[Dataset excerpts]
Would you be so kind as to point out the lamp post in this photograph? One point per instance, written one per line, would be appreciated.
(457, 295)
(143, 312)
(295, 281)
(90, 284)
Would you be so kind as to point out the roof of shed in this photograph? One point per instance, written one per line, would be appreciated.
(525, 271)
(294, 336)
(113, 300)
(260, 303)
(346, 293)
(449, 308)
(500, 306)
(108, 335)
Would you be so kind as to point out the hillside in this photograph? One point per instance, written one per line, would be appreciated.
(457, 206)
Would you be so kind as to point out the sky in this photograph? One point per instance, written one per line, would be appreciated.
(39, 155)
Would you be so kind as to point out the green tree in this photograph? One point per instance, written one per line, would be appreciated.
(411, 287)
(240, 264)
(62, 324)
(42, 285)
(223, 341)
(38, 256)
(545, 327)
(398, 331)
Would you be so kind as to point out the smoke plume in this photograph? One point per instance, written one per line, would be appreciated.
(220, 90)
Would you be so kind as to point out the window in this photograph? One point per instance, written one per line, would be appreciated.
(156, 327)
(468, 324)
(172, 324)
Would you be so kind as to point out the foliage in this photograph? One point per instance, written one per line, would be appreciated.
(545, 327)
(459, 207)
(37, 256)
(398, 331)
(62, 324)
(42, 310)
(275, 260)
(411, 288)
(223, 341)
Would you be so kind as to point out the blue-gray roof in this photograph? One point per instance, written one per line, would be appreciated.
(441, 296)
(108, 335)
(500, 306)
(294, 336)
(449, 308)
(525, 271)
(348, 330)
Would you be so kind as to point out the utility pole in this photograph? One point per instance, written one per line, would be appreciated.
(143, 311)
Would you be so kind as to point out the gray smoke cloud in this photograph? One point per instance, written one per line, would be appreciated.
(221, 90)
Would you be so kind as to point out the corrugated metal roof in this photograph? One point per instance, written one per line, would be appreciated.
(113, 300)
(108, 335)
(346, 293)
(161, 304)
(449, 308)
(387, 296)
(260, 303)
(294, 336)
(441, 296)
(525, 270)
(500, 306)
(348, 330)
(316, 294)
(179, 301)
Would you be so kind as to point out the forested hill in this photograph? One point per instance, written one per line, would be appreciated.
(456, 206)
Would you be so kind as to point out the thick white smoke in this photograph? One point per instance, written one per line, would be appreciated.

▶ [INSTRUCTIONS TO FOLLOW]
What is needed is an exact copy of the lines from the one containing "Would you be so kind as to point out the blue-gray" through the last line of the records, and nothing else.

▶ [OUTPUT OF THE TASK]
Would you be so kind as to point out the blue-gray roof in this photograph? One point per instance, written one per line, would be appreciated.
(441, 296)
(108, 335)
(500, 306)
(294, 336)
(449, 308)
(525, 271)
(348, 330)
Would you be so kind as to point out the utility pole in this photograph? One point per instance, written one per line, would be appreciated.
(143, 311)
Would you be so kind as to point out the gray smoke cloud in this photograph? One point per instance, written one per line, would be appreciated.
(221, 90)
Would you be so kind as to point out the corrugated metal roof in this photograph? One point per instance, written one per line, would be appreciated.
(113, 300)
(108, 335)
(346, 293)
(161, 304)
(449, 308)
(387, 296)
(260, 303)
(294, 336)
(441, 296)
(525, 270)
(500, 306)
(348, 330)
(316, 294)
(179, 301)
Would you be so kind as to point out the forested hill in this photograph? One point per instance, written one per line, would be appreciated.
(456, 206)
Would you be so kind as to point out the thick white smoke in this photograph? One point per instance, written one per line, would be appreciated.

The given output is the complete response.